[Kaynak metin]
“Si vis vitam, para mortem.”
“Yaşama tahammül etmek istiyorsan durumu kabul etmeye hazır ol.”
#andrécomtesponville dün paylaştığım #felsefeyitakdimimdir kitabında şöyle diyordu.
“Hayatı sevmek istiyorsan,
onun kıymetinin bilincinde olmak istiyorsan, ölümün de hayatın bir parçası olduğunu unutma. Ölümü kabul etmek -kendininkini ve yakınlarınkini- hayata sonuna kadar sadık kalmanın tek yoludur.”
Öyleyse #mementomori
Yani, “Fani olduğunu hatırla!”
“Öleceğini hatırla!”
“Bir gün öleceksin, bunu hatırla ve şimdi yaşa !”
Hiç ölmeyecekmiş gibi yaşayabilir mi insan?
Yoksa sonsuzluğun iç karartıcı tekdüzeliğinden bunalıp ölümü mü gözler?
Çeyrek yüzyıldır havasını soluduğum şehir Gaziantep’te dünyaya gelen, 1970 yılında Galatasaray Lisesi’ni, 1974 yılında da Paris Sorbonne Üniversitesi Modern Fransız Edebiyatı bölümünü bitirdikten sonra, aynı yerde karşılaştırmalı edebiyat doktorası yapmıştır.

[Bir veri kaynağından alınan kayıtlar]
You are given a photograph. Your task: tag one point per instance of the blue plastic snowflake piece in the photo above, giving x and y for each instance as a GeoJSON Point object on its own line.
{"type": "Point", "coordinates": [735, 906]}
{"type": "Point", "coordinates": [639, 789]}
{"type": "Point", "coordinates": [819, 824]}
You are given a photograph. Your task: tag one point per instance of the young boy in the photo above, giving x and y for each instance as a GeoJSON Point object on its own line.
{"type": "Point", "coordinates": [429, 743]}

[Yapılacaklar]
**1.** Memento mori üzerine yazılan kaynak metinde Latince "Si vis vitam, para mortem." sözü Türkçeye nasıl aktarılmış?
**2.** Aşağıdaki ifadeler memento mori üzerine yazılan kaynak metne uyuyor mu? Her biri için evet ya da hayır deyin ve metinden belirleyici sözleri aynen aktarın.
(a) Memento mori sözüne verilen anlamlardan biri "Öleceğini hatırla!" şeklindedir.
(b) Alıntıya göre ölümü kabul etmek, hayata sonuna kadar sadık kalmanın tek yoludur.
(c) Karşılaştırmalı edebiyat doktorası Gaziantep'te yapılmıştır.
Kayıtlar başka bir kaynaktan alınmıştır.

[Çıktılar]
**1.** "Yaşama tahammül etmek istiyorsan durumu kabul etmeye hazır ol."

**2.**
(a) Evet: "“Öleceğini hatırla!”"
(b) Evet: "Ölümü kabul etmek -kendininkini ve yakınlarınkini- hayata sonuna kadar sadık kalmanın tek yoludur."
(c) Hayır: "1974 yılında da Paris Sorbonne Üniversitesi Modern Fransız Edebiyatı bölümünü bitirdikten sonra, aynı yerde karşılaştırmalı edebiyat doktorası yapmıştır."